▶ _Enunciado do exercício_
Extraia do trecho fornecido, sem nenhuma alteração, a parte que começa em "Não é uma questão" e vai até "fixação no detalhe.", incluindo estas últimas palavras.

▶ _Trecho fornecido_
● ● ● ●

Não é uma questão cínica, mas sincera, a do videomaker, que, na ocasião, por incrível coincidência, ocupava o Palazzo delle Esposizione em Roma ao lado de uma retrospectiva de Bellini. Passado distante e presente se cruzam num livro que pretende romper a fronteira histórica ao mostrar a conexão insuspeitada entre o expressionista Philip Guston e o barroco Rembrandt, o minimalista Carl André e o naturalista Daumier ou o fotógrafo japonês Hiroshi Sugimoto e o renascentista Petrus Christus, ativo em Bruges no século 15. Sugimoto sugere que, ao ver o famoso retrato da jovem dama pintado por Christus, em 1470, encontrou o significado perfeito da frase “Deus está nos detalhes”. Obcecado pela perfeição, passou a usar uma obsoleta ‘plate camera’ para se aprofundar no infinitesimal da imagem, à maneira dos pontilhistas, atribuindo a Christus essa sua fixação no detalhe.

● ● ● ●

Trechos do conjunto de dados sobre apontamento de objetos
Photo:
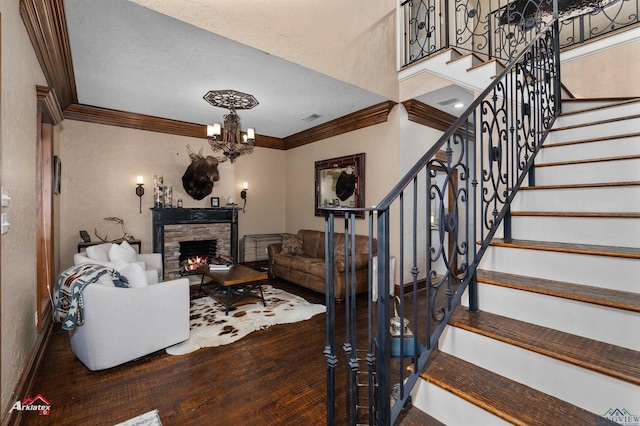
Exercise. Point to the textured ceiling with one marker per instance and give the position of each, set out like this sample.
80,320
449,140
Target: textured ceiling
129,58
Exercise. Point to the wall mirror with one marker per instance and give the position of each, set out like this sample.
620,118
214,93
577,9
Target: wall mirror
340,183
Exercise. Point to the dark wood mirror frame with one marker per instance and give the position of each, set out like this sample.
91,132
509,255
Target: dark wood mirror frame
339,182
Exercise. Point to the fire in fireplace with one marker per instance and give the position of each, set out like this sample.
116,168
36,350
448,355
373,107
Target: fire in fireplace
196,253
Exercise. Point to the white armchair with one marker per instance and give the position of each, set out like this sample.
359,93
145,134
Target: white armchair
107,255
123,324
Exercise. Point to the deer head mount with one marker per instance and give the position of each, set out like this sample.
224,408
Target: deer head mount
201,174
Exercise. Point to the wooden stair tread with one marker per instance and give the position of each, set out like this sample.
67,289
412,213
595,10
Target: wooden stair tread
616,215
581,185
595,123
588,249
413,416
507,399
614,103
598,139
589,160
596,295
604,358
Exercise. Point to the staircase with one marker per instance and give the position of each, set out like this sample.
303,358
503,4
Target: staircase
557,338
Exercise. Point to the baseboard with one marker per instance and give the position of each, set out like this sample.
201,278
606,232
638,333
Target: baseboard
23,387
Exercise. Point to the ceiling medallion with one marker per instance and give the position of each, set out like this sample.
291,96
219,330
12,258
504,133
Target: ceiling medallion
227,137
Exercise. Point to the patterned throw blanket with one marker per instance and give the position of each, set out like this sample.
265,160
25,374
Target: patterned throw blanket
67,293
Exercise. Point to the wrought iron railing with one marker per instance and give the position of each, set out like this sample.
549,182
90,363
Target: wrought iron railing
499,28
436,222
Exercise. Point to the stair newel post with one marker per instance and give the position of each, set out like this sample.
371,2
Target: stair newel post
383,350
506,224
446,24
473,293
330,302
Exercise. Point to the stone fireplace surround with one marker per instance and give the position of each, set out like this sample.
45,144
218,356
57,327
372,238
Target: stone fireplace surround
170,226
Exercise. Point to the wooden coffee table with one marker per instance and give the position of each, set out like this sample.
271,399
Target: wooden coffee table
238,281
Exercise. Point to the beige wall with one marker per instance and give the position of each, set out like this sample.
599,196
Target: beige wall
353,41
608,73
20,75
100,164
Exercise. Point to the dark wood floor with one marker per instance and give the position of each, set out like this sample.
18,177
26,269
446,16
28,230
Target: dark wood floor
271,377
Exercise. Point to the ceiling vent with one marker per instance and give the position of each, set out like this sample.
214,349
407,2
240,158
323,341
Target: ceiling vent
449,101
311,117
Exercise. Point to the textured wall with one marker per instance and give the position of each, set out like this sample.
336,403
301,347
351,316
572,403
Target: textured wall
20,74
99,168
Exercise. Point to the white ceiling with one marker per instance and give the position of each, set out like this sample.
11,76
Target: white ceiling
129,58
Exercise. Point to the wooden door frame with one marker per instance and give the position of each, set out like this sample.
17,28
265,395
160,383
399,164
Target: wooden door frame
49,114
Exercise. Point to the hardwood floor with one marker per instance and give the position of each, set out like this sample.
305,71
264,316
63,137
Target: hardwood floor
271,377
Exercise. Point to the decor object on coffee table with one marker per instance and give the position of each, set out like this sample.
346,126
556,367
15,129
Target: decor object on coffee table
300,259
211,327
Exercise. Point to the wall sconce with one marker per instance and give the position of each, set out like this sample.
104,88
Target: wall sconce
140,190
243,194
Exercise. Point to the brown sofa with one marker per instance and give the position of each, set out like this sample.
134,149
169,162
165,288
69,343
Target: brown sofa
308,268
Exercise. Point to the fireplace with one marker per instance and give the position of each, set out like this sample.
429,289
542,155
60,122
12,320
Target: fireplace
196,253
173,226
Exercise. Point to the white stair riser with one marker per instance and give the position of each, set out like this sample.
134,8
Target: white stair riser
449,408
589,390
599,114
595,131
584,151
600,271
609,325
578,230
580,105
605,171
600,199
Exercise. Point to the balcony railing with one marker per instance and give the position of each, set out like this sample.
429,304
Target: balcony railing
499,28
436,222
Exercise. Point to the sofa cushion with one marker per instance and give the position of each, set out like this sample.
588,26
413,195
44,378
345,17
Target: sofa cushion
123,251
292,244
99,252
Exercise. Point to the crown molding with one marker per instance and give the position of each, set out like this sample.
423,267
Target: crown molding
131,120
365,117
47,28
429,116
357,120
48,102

● ● ● ●

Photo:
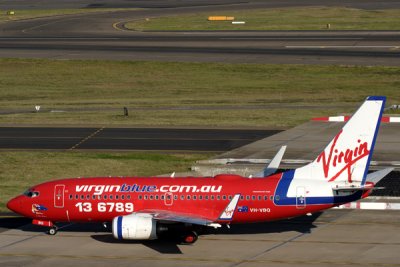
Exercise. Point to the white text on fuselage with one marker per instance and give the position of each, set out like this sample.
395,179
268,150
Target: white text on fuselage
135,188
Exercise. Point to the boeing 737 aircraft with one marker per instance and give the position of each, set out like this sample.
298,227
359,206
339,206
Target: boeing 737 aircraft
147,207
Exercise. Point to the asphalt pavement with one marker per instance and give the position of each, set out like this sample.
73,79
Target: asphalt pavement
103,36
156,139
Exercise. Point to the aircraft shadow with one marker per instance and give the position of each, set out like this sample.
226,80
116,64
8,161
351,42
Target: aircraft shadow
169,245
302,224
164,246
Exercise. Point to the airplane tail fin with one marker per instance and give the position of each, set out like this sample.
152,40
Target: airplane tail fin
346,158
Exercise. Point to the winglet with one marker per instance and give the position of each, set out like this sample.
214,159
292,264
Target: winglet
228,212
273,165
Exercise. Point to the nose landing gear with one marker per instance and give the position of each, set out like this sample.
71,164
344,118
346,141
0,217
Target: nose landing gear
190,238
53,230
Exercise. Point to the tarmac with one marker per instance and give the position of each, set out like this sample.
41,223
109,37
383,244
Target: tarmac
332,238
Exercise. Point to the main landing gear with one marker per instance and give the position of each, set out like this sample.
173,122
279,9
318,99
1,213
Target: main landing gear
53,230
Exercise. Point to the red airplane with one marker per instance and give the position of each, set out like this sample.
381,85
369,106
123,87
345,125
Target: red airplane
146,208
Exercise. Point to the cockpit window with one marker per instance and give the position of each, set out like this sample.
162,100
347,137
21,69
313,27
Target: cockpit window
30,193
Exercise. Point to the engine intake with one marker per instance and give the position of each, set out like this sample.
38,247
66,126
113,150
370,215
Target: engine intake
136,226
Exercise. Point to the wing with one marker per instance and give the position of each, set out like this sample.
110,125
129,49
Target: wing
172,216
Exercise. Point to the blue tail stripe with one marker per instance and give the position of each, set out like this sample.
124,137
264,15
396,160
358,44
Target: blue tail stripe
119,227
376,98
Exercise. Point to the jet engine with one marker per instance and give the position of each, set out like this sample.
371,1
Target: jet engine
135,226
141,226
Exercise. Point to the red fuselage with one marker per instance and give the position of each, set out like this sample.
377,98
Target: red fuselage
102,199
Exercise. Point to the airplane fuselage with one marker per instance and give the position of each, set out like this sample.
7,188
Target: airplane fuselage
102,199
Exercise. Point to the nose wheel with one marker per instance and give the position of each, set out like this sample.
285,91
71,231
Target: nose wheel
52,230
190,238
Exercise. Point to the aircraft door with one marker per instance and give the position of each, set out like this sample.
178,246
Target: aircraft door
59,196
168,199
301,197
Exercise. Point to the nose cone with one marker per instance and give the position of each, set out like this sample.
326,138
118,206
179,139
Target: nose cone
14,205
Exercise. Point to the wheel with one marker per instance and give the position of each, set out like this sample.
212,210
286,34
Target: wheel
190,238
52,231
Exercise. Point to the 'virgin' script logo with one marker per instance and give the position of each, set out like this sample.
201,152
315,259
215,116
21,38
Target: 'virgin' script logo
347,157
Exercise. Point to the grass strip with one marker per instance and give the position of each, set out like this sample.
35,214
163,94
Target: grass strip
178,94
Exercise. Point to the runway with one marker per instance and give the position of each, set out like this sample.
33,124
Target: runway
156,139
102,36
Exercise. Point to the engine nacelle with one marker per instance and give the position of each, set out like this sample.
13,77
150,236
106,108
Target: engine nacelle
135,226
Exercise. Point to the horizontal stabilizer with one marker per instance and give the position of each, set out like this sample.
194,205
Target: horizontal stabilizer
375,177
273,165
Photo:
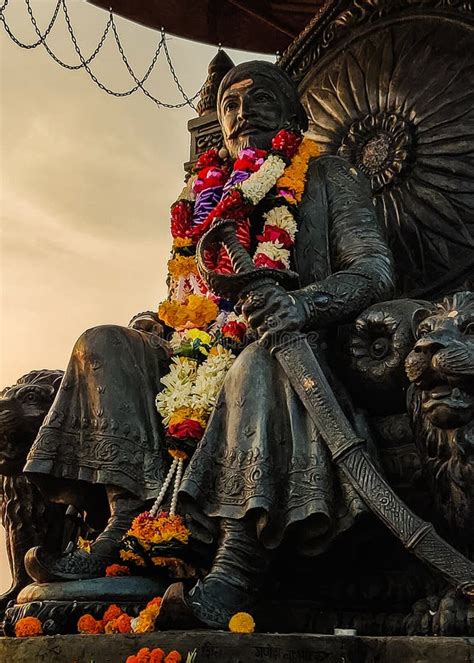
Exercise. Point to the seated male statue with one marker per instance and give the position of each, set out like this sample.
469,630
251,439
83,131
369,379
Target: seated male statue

● ● ● ●

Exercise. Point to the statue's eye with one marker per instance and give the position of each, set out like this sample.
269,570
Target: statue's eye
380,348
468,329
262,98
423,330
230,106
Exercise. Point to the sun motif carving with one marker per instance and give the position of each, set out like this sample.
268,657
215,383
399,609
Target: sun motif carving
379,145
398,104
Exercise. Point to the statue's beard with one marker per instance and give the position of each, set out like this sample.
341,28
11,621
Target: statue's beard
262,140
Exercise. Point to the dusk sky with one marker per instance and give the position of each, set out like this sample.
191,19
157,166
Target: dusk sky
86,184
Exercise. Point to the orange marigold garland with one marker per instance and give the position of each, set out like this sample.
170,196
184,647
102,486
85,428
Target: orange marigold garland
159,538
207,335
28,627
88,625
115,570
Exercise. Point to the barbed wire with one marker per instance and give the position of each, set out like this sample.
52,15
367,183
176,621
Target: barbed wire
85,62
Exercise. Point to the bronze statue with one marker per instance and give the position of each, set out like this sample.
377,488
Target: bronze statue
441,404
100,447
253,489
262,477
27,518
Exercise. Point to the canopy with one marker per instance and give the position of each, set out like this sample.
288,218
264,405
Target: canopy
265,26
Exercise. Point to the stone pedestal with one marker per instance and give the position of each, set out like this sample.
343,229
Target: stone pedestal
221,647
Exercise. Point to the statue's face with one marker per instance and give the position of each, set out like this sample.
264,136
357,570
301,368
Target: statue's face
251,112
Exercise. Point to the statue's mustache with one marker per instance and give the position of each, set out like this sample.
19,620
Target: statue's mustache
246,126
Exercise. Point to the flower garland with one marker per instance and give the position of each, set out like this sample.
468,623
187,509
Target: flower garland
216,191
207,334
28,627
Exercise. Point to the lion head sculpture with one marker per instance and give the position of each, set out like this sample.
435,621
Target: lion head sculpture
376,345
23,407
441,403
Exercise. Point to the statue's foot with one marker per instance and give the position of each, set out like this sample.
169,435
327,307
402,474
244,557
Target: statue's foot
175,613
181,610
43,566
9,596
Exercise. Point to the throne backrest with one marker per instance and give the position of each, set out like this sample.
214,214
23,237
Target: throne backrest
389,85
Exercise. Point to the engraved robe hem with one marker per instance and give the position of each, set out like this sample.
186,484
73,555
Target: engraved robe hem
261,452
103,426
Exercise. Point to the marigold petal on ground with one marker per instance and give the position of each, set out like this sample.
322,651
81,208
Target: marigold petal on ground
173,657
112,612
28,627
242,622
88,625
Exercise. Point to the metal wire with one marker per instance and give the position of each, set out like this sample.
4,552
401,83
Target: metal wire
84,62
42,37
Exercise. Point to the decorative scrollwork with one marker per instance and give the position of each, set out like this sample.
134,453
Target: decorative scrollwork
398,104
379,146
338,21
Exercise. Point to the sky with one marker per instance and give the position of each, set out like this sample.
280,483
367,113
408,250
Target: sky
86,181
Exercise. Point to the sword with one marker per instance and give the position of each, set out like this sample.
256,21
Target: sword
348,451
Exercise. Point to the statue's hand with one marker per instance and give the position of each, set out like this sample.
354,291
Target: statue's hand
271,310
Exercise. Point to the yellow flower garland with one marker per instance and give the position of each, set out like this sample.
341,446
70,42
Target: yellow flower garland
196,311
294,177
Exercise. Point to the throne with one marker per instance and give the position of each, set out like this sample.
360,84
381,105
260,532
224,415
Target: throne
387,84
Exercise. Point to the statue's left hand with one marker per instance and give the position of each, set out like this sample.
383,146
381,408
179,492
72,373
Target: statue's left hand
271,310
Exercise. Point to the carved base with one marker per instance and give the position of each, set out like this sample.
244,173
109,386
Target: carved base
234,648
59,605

● ● ● ●

▶ _Resposta da tarefa_
Não é uma questão cínica, mas sincera, a do videomaker, que, na ocasião, por incrível coincidência, ocupava o Palazzo delle Esposizione em Roma ao lado de uma retrospectiva de Bellini. Passado distante e presente se cruzam num livro que pretende romper a fronteira histórica ao mostrar a conexão insuspeitada entre o expressionista Philip Guston e o barroco Rembrandt, o minimalista Carl André e o naturalista Daumier ou o fotógrafo japonês Hiroshi Sugimoto e o renascentista Petrus Christus, ativo em Bruges no século 15. Sugimoto sugere que, ao ver o famoso retrato da jovem dama pintado por Christus, em 1470, encontrou o significado perfeito da frase “Deus está nos detalhes”. Obcecado pela perfeição, passou a usar uma obsoleta ‘plate camera’ para se aprofundar no infinitesimal da imagem, à maneira dos pontilhistas, atribuindo a Christus essa sua fixação no detalhe.